How Phil Robertson Became So Hated In Hollywood

Phil Robertson is the patriarch of the reality show family featured on A&E's Duck Dynasty. The official bio on the Duck Dynasty site paints the picture of a man who earned both a bachelor's and master's degree in the education fields, but ultimately decided academia was not for him. He headed out into the backwoods, and built a fortune on the most unlikely of businesses: making duck calls.

Robertson says, "No duck would even place in a duck calling contest," and also says his duck calls are for "duck killers" rather than the amateur sort that only use them in calling competitions. Far from being just a respected entrepreneur, Robertson's visibility as a reality show star has helped to make him one of the most controversial and widely-hated figures in Hollywood and across the country. Why? We'll let him speak for himself.

His anti-gay hate speech

The entire Robertson family is incredibly religious, and they attend the White's Ferry Road Church of Christ in Monroe, Louisiana. The church has been featured on the show more than a few times, and the family's religious beliefs are usually at the heart of even their most controversial statements.
* * *
**Exercises:**
1. Reproduce word for word the part of the Phil Robertson article that runs from "His anti-gay hate" to "most controversial statements.".
2. Check each statement against the Phil Robertson article and answer yes or no, quoting the words that decide it: (a) Robertson earned both a bachelor's and a master's degree. (b) Robertson's duck calls are meant mainly for people who use them in calling competitions. (c) The Robertson family attends a church in Monroe, Louisiana.

**Collected material:**
* * *
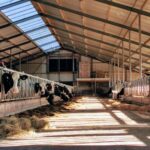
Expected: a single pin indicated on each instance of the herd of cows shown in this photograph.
* * *
**Responses to the tasks:**
1.
His anti-gay hate speech

The entire Robertson family is incredibly religious, and they attend the White's Ferry Road Church of Christ in Monroe, Louisiana. The church has been featured on the show more than a few times, and the family's religious beliefs are usually at the heart of even their most controversial statements.

2.
(a) Yes: "earned both a bachelor's and master's degree in the education fields"
(b) No: "his duck calls are for "duck killers" rather than the amateur sort that only use them in calling competitions"
(c) Yes: "they attend the White's Ferry Road Church of Christ in Monroe, Louisiana"